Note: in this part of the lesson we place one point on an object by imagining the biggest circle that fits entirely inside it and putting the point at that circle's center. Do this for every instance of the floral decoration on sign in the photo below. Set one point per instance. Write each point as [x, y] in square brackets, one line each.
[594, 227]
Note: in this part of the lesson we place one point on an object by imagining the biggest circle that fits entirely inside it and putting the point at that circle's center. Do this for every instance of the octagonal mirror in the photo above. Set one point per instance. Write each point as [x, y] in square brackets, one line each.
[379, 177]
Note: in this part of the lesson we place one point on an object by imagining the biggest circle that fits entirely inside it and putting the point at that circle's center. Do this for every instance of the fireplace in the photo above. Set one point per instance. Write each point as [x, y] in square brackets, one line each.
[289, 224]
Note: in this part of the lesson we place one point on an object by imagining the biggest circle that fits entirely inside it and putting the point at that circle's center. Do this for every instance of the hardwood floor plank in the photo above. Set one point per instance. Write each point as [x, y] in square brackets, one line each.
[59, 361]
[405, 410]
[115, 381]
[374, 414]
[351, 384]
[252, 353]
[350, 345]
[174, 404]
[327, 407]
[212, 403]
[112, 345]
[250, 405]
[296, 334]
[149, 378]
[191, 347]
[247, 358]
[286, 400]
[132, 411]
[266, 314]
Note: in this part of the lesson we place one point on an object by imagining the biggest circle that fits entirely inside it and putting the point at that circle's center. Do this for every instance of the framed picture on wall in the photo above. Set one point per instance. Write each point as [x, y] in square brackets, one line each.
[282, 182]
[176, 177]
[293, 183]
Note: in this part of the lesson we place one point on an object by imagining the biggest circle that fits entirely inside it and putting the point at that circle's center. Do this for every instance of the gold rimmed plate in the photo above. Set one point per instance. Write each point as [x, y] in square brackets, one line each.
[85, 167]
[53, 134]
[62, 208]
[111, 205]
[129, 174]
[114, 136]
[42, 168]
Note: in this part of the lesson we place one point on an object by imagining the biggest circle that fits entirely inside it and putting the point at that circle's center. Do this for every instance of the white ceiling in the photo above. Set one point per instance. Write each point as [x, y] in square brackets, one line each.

──────────

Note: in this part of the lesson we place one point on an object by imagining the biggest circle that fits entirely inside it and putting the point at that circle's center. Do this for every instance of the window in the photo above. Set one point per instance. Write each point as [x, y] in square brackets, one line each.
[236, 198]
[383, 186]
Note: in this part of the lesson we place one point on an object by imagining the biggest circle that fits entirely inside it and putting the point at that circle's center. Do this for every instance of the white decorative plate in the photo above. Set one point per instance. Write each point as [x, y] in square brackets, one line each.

──────────

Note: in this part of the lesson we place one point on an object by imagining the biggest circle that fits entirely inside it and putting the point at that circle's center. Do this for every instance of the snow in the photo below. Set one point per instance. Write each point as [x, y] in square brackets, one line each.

──────────

• **TASK DESCRIPTION**: Pick out each line above that contains the string "below" and copy it out in full, treating uppercase and lowercase letters as different.

• **REPLY TO THE TASK**:
Note: in this part of the lesson we place one point on an object by imagining the biggest circle that fits entirely inside it and putting the point at that circle's center. Do this for every instance of the floral decoration on sign in the photo below. Set one point per instance. Write each point as [x, y] in square brackets, one line each.
Note: in this part of the lesson we place one point on an object by imagining the biggest circle that fits entirely inside it and putting the point at that circle's center. Do this for every instance of the snow in the photo below. Set one point per instance. Write each point as [x, y] in square brackets, one line each.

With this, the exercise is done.